Definition of a Flow Network:
A directed graph (V,E) with the following properties:
- Associated with each edge e is a capacity c(e) , c(e)>0.
- There is a single source node s belonging to V
- There is a single sink node t belonging to V
Nodes other than s and t are called internal nodes.
Assumptions:
- All capacities are integers.
- There must be at least one edge leaving source
- There must be at least one edge entering the sink
Defining Flow:

Basically carrying traffic or flow. More formally, flow is a function mapping each edge to a value f(e) satisfying the following three constraints:
- {Capacity Constraint} For each edge e, f(e)<=c(e)
- {Skew Symmetry} For each pair of vertices u,v , f(u,v) = -f(v,u)
- {Flow Conservation} For each node v other than s and t, sum of all flow going out of v must be zero. In other words, total +ve flow coming into v (or fin(v)) equals total +ve flow going out of v (or fout(v)).

[Problems to solve]
1. Answer these questions using the flow network passage:
(a) What are nodes other than s and t called?
(b) Which constraint states that f(u,v) = -f(v,u)?
(c) What assumption is made about all capacities?
2. Carry on the flow network passage from the point where it stops.

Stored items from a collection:

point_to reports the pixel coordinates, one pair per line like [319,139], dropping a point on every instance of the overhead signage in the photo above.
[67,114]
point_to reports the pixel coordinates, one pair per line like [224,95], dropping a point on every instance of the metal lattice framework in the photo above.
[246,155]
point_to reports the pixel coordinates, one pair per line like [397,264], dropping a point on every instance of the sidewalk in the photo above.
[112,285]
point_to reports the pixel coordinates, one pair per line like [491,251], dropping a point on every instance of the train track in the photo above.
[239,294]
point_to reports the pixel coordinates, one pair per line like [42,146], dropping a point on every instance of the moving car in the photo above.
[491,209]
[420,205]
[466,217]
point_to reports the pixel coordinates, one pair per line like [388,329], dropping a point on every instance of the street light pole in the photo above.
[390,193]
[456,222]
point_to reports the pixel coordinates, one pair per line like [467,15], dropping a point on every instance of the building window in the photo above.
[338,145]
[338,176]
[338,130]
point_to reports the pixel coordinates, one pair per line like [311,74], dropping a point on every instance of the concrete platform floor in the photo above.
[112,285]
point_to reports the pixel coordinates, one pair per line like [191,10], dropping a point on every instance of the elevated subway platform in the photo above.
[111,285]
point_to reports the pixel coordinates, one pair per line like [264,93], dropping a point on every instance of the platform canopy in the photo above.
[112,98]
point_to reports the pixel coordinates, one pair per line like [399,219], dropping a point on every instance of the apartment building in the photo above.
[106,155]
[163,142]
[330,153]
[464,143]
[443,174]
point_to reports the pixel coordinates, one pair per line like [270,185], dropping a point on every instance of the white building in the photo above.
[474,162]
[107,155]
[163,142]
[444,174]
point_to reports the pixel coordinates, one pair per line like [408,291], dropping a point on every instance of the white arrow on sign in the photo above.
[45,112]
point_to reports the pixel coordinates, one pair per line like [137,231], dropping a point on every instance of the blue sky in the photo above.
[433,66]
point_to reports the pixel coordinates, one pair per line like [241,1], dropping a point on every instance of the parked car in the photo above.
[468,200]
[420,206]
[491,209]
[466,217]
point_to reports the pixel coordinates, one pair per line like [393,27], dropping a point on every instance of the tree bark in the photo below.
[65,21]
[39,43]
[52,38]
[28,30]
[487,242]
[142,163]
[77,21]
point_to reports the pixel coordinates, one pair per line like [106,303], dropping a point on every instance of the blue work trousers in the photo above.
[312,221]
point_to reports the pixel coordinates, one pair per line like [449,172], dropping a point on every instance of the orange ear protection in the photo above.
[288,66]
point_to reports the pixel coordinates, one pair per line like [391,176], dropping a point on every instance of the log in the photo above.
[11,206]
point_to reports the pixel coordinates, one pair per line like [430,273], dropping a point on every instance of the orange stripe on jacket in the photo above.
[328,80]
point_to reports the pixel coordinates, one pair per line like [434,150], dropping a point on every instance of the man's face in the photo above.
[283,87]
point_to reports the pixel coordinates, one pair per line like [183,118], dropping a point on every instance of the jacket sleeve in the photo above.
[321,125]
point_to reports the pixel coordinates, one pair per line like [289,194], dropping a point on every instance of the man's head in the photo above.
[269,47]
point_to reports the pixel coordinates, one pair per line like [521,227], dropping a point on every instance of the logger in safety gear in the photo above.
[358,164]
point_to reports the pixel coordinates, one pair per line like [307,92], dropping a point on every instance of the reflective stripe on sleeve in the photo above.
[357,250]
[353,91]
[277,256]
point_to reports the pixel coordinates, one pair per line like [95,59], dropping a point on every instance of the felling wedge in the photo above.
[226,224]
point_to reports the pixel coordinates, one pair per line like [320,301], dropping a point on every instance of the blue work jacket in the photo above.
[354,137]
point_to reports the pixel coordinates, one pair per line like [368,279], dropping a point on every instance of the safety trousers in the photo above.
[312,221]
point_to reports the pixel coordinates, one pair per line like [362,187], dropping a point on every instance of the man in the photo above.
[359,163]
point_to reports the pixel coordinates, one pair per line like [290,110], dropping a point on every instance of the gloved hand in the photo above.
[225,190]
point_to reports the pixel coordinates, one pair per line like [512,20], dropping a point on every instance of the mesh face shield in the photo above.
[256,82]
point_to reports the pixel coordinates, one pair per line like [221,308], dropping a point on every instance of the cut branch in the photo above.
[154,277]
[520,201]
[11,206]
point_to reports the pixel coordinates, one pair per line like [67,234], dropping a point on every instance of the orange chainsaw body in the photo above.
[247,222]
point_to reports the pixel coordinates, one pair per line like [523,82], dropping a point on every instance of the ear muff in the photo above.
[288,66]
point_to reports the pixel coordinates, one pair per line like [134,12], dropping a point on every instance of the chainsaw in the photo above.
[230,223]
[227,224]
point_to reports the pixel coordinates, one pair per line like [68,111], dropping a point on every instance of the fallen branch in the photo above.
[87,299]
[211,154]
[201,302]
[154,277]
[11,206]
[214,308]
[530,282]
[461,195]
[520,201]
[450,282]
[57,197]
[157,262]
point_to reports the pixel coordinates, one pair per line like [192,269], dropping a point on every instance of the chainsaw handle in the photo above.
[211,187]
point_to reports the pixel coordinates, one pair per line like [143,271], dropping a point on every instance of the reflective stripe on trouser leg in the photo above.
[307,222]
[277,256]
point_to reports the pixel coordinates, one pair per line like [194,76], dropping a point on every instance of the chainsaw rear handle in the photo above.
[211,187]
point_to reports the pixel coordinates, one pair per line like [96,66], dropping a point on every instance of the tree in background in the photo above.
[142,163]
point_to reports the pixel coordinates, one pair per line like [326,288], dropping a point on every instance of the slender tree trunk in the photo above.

[Per-task outputs]
1.
(a) Internal nodes.
(b) Skew Symmetry.
(c) All capacities are integers.

2.
Hence f can be both negative or positive, also called the net flow of that edge. The value of network flow is thence summation of flow going out of source.
Note: Generally flow for an edge corresponds to the positive flow.
Defining Flow between sets:
f(X,Y) = sum of f(x,y) , x belongs to X, y belongs to Y.
Some Basic Identities:
- f(X,X) = 0
- f(X,Y) = -f(Y,X)
- f(XUY,Z) = f(X,Z) + f(Y,Z) if X and Y are disjoint.
- f(s,V) = f(V,t)
Proof:
f(s,V)
= f(V,V) – f(V-s,V)
= f(V,V-s)
= f(V,t) + f(V,V-s-t)
= f(V,t) – f(V-s-t,V)
= f(V,t)
The Maximum-Flow Problem
Natural Goal – Maximizing the flow from source to sink without violating capacity constraints.
Note: Problem for multiple sources and sinks can be reduced making a global source and a global sink and connecting with infinite capacities.
Example: Formulate maximum flow as linear programming problem.
Designing The Algorithm:
- DP won’t work here.
- If start with a greedy approach then we can counter that by compensating some flows and directing it to other edges.
- Hence the concept of augmenting paths
Residual Graph: G’ defined w.r.t. some flow f.
- Node set of G’ same as G
- Consists of edges that can admit more net flow.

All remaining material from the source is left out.